Output every line of the data below unchanged, character for character.

[DATA LINES start]

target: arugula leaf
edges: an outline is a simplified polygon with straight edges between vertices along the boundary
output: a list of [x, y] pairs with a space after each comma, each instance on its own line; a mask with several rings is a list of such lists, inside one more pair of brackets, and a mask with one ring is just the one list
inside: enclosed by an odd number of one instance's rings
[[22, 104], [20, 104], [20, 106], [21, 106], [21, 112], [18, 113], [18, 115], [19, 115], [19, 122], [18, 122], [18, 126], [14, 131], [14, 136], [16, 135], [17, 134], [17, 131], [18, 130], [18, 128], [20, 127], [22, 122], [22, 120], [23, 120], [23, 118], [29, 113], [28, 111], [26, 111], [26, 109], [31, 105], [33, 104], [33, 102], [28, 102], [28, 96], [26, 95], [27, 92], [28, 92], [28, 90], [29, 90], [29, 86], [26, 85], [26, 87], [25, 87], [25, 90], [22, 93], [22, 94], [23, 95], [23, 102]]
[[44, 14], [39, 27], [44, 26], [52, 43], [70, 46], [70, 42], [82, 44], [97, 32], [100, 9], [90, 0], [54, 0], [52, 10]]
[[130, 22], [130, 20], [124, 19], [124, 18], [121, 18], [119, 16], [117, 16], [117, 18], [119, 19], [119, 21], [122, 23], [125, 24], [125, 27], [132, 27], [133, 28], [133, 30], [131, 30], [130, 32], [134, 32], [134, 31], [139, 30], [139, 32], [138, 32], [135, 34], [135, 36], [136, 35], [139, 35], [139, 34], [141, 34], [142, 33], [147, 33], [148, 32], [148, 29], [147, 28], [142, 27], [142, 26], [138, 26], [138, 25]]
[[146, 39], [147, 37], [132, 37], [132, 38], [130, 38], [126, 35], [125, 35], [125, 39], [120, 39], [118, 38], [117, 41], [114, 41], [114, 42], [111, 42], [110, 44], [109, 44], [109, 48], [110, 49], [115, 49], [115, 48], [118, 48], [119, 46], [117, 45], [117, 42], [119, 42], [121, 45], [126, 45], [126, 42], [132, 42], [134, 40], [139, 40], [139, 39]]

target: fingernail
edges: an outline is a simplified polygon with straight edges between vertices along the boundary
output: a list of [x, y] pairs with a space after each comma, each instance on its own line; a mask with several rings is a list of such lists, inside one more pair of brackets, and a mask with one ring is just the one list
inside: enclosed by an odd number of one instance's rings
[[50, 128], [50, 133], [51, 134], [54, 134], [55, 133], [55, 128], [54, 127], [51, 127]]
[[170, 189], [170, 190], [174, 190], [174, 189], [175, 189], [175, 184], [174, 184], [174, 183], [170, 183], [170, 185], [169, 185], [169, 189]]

[DATA LINES end]

EXPECTED ANSWER
target: arugula leaf
edges: an outline is a simplified polygon with straight edges between vertices along the boundary
output: a list of [x, y] pairs with a space after each comma, each instance on its own line; a mask with several rings is a list of such lists, inside one more pair of brackets, and a mask with one ring is just the one list
inside: enclosed by an odd number of one instance's rings
[[22, 104], [20, 104], [20, 106], [21, 106], [21, 112], [18, 113], [18, 115], [19, 115], [19, 122], [18, 122], [18, 126], [14, 131], [14, 136], [16, 135], [17, 134], [17, 131], [18, 130], [18, 128], [20, 127], [22, 122], [22, 120], [23, 120], [23, 118], [29, 113], [28, 111], [26, 111], [26, 109], [31, 105], [33, 104], [33, 102], [28, 102], [28, 96], [26, 95], [27, 92], [28, 92], [28, 90], [29, 90], [29, 86], [26, 85], [26, 87], [25, 87], [25, 90], [22, 93], [22, 94], [23, 95], [23, 102]]
[[44, 14], [39, 27], [44, 26], [52, 43], [70, 46], [70, 42], [82, 44], [97, 32], [100, 9], [90, 0], [54, 0], [52, 10]]
[[130, 22], [130, 20], [124, 19], [124, 18], [121, 18], [119, 16], [117, 16], [117, 18], [119, 19], [119, 21], [122, 23], [125, 24], [125, 27], [132, 27], [133, 28], [133, 30], [131, 30], [130, 32], [134, 32], [134, 31], [139, 30], [139, 32], [138, 32], [135, 34], [135, 36], [136, 35], [139, 35], [139, 34], [141, 34], [142, 33], [147, 33], [148, 32], [148, 29], [147, 28], [142, 27], [142, 26], [138, 26], [138, 25]]
[[146, 39], [147, 37], [132, 37], [132, 38], [130, 38], [126, 35], [125, 35], [125, 39], [120, 39], [118, 38], [117, 41], [114, 41], [114, 42], [111, 42], [110, 44], [109, 44], [109, 48], [110, 49], [115, 49], [115, 48], [118, 48], [119, 46], [117, 45], [117, 42], [119, 42], [121, 45], [126, 45], [126, 42], [132, 42], [134, 40], [139, 40], [139, 39]]

target: fingernail
edges: an outline is a simplified polygon with straight edges between vertices along the boundary
output: a list of [x, y] pairs with a space after each comma, each instance on its own line; a mask with several rings is a list of such lists, inside one more pair of brackets, and a mask with one ring is just the one list
inside: enclosed by an odd number of one instance's rings
[[50, 128], [50, 133], [51, 134], [54, 134], [55, 133], [55, 128], [54, 127], [51, 127]]
[[170, 189], [170, 190], [174, 190], [174, 189], [175, 189], [175, 184], [174, 184], [174, 183], [170, 183], [170, 185], [169, 185], [169, 189]]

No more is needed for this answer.